Provided records:
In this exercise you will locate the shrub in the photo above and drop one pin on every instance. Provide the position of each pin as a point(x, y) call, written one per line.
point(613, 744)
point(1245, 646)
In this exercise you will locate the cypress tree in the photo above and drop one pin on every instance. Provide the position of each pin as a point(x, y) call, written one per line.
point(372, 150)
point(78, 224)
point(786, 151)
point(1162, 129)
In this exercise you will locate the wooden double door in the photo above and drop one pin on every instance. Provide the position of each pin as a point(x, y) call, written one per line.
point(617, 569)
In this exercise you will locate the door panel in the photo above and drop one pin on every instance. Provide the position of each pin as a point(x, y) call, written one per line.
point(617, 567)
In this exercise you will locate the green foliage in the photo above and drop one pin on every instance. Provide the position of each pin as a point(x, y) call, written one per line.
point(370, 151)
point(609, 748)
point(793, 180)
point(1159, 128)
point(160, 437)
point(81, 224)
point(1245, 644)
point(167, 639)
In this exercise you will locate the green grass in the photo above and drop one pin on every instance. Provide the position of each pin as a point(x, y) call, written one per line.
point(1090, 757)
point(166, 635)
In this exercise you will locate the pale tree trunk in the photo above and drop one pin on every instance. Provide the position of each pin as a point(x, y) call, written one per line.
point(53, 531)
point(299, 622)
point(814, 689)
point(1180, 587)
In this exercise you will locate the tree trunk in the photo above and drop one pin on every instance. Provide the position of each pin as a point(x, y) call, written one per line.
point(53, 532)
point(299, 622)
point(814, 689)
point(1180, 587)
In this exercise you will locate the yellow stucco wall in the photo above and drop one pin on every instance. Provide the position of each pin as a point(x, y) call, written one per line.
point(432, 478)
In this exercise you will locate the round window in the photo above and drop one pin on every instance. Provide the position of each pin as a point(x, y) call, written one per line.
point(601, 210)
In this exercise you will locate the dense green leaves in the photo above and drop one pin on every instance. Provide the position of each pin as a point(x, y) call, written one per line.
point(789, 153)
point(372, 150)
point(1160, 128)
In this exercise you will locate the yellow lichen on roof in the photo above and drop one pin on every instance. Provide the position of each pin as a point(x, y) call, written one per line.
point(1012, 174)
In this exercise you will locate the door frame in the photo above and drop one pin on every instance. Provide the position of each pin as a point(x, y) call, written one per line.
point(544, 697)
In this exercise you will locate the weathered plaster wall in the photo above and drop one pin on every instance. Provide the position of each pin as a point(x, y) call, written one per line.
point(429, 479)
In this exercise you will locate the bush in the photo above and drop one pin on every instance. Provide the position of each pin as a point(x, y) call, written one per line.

Aim: Copy out all of the lines above exactly as they appear, keeping their order.

Task solution:
In this exercise you will locate the shrub in the photo above and drop one pin on every instance. Provide the position of each pin as a point(x, y) call, written one per line.
point(613, 744)
point(1245, 646)
In this exercise you will locate the cypress tree in the photo above and drop one pin on every instance. Provide the position of each pin as a point(x, y) call, written one per line.
point(372, 150)
point(78, 224)
point(786, 151)
point(1162, 129)
In this exercise you will locate the wooden double door in the photo above and drop one pin on every instance. Provide the position of each pin as a point(x, y) call, written one per line.
point(617, 569)
In this exercise you will locate the door panel in the photo above and drop one pin on every instance. Provide the position of each pin as a point(x, y) call, written one per line.
point(617, 567)
In this exercise you will locate the green foliage in the photo above and drop one pin on every instance. Provide the position of each pin as a point(x, y) call, written one per line.
point(370, 151)
point(609, 748)
point(793, 180)
point(1159, 128)
point(160, 437)
point(81, 224)
point(1245, 644)
point(167, 639)
In this exercise you will locate the green grass in the photo above and drop one pin on every instance. Provide the position of each pin as a point(x, y) call, written one per line.
point(1090, 757)
point(166, 635)
In this exercise you will locate the pale tree trunk in the photo above and drop one pin on every instance. Provide the position of each pin as a point(x, y) call, written one per line.
point(53, 531)
point(299, 622)
point(814, 689)
point(1180, 587)
In this exercise you will locate the tree trunk in the photo above and drop one pin on every instance. Provide the position of each pin as a point(x, y) call, written one per line.
point(53, 532)
point(299, 622)
point(814, 689)
point(1180, 587)
In this exercise you will locate the yellow stucco wall in the photo above and drop one pin on every instance. Provide the position of each pin as a point(x, y) call, written one per line.
point(432, 478)
In this exercise you will locate the round window in the photo above and drop one pin on every instance. Provide the position of each pin as a point(x, y) call, written one per line.
point(601, 210)
In this exercise you will locate the dense green leaves in the photo above and drop one pin on every instance. Provide the position of each pin as a point(x, y) call, written one per line.
point(789, 153)
point(372, 150)
point(1160, 128)
In this exercise you will locate the yellow lichen on roof in the photo above and drop one pin on every instance. Provide the position of each pin as a point(x, y) call, written one per line.
point(1012, 174)
In this exercise you will locate the door frame in the photo above and drop one pin on every instance. Provide the position of each pin as a point(x, y) call, written one per line.
point(544, 697)
In this exercise you will locate the weathered plaster wall in the photo above and drop one pin on every instance. Provide the position of each pin as a point(x, y) call, written one per line.
point(429, 479)
In this exercise you will locate the bush in the photo above and drop one pin on every instance. Provide the position of each pin as a point(x, y) call, written one per line.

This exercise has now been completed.